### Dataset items
:::

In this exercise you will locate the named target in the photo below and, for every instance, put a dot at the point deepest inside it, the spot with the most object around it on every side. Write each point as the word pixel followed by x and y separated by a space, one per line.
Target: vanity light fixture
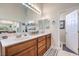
pixel 32 7
pixel 6 21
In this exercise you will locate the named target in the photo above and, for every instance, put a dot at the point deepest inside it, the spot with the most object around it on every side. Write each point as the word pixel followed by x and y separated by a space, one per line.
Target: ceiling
pixel 52 9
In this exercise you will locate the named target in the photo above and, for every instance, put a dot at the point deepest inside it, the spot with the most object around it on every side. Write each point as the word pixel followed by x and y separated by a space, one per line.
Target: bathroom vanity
pixel 34 45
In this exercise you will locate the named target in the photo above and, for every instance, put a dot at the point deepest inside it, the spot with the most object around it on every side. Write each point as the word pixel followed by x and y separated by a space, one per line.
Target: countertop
pixel 11 41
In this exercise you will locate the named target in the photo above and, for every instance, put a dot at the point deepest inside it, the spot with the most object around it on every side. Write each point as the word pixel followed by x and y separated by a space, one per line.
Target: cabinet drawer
pixel 12 50
pixel 43 42
pixel 41 38
pixel 41 50
pixel 49 36
pixel 32 51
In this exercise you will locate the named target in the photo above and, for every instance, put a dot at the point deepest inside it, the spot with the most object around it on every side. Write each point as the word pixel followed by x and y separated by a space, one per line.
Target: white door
pixel 72 31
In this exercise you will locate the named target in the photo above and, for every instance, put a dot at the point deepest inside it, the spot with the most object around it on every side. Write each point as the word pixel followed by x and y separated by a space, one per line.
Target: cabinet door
pixel 41 45
pixel 17 48
pixel 32 51
pixel 48 41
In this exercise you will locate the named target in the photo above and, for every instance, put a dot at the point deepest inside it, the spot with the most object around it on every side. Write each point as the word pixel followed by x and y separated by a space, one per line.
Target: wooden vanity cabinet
pixel 41 45
pixel 24 48
pixel 48 41
pixel 33 47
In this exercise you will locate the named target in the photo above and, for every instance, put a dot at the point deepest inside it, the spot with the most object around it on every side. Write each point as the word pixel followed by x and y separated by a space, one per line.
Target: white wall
pixel 54 11
pixel 63 17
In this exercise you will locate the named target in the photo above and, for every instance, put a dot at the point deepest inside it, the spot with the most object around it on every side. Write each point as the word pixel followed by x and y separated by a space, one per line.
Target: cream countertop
pixel 12 40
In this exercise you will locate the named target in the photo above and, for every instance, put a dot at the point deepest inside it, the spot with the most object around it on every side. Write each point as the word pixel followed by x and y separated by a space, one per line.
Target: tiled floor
pixel 55 52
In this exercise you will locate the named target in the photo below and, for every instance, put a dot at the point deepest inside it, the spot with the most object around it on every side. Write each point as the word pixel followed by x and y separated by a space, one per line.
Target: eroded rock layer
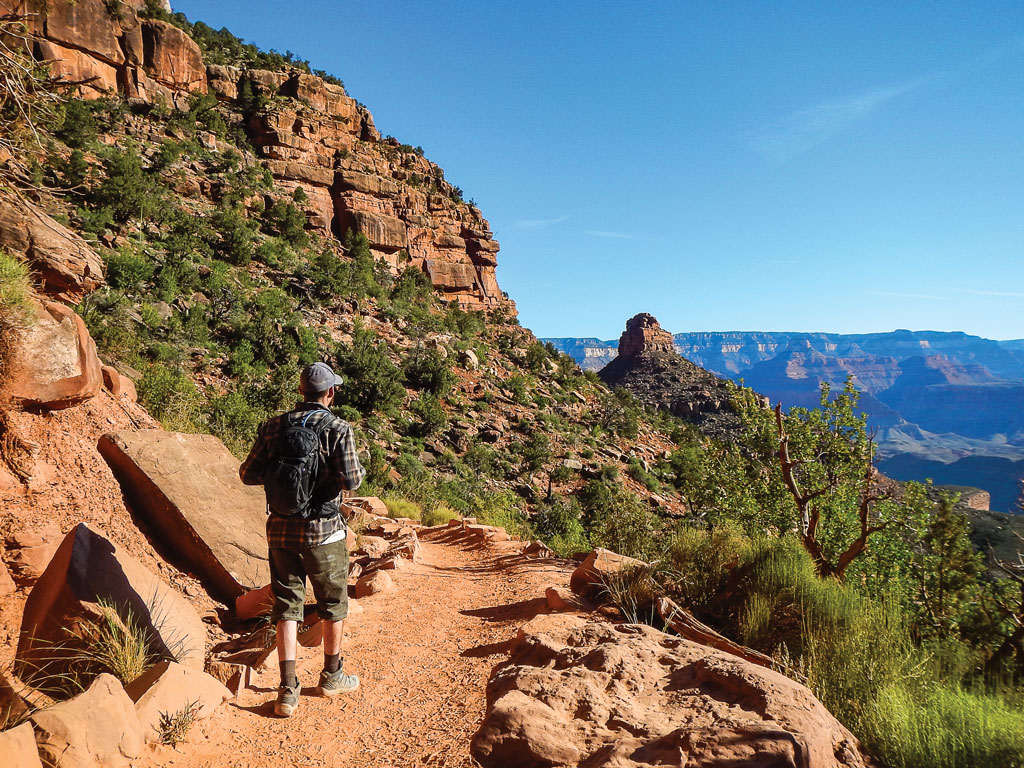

:::

### Your goal
Exact repetition of each line above is expected; images are to be omitted.

### The answer
In this exercise you will locate the named target in the photo below and, for every instance, put a dot at the point deepest inside it, the spot with the most object around it on every side. Write each point as the word pixel followed by x and y separated by a space, one per line.
Target: vanity light fixture
pixel 32 7
pixel 6 21
In this exercise you will locate the named target in the photo above and, for every instance, put a dot at the point deepest inside it, the spot with the most object around it on every side. Write each point as the word pixel followed by x and y separated by a space, one per line.
Target: ceiling
pixel 52 9
In this exercise you will locate the named target in the photo above and, for every instance, put a dot at the point deepest inside it, the spot with the most object around it on every side. Write each point as the word pixel followed by x and y separated by a space, one per line.
Target: bathroom vanity
pixel 34 45
In this exercise you will locate the named target in the photo above and, for every instance, put a dot at the point deepest inside it, the spot with the most object around it on every side. Write each point as the word pixel followed by x and y separated by a space, one per line.
Target: countertop
pixel 11 41
In this exercise you will locate the named target in the photo above and, for every instance, put a dot at the point deepest inside it, the spot with the most object around it on every side. Write each point as the word pixel followed by x and y separated by a space, one per line.
Target: cabinet drawer
pixel 12 50
pixel 43 42
pixel 41 38
pixel 41 50
pixel 49 36
pixel 32 51
In this exercise you will locate the named target in the photo above and, for every instance, put a dot at the point deepest inside it, the spot with the most object around it on every side. Write each point as the word pixel followed by x and y separated by a space, one per line.
Target: white door
pixel 72 31
In this exercise you will locate the named target in the photo above and, for every instance, put a dot at the point deepest inside it, the spot with the most object around it on every side. Write each point as the word pixel followed by x and y separated by a space, one per line.
Target: cabinet door
pixel 41 45
pixel 17 48
pixel 32 51
pixel 48 41
In this exercise you will locate the named target in the photo above and, for every instance, put a dot at the point deepest inside it, the spot with the most object around it on every side. Write each point as the word pixel followed by x and y separated by a space, one per line.
Target: wooden vanity cabinet
pixel 41 45
pixel 24 48
pixel 48 41
pixel 33 47
In this exercise you will locate the named target in the photo above and, for every instance, put a dot at the point deepest inside it, the spot with the most object around it on every side. Write each point as the word pixel followed by x and y separated by a space, one per line.
Target: white wall
pixel 54 11
pixel 63 17
In this exercise you will locate the named target in the photo above and, for every instance, put a dot at the point deepest inside it, the spot with the most object around it on every side. Write each point as the word pixel followed by x and y separated by a space, one per line.
Target: cream countertop
pixel 12 40
In this exercise you will locate the named target in the photo above and, for every instance, put a dot at the point deepest inside it, the spot with the most object around it on every side. Write each point as the word pixel followed by x and y separated by a space, one per line.
Target: tiled floor
pixel 55 52
In this exercise you will locate the named target in the photo below and, for every instance, put a dot at the point deepest inside it, the spot with the most object around it on every side. Write each point as the word pixel followed by x and y separated by a space, one per line.
Target: eroded rock layer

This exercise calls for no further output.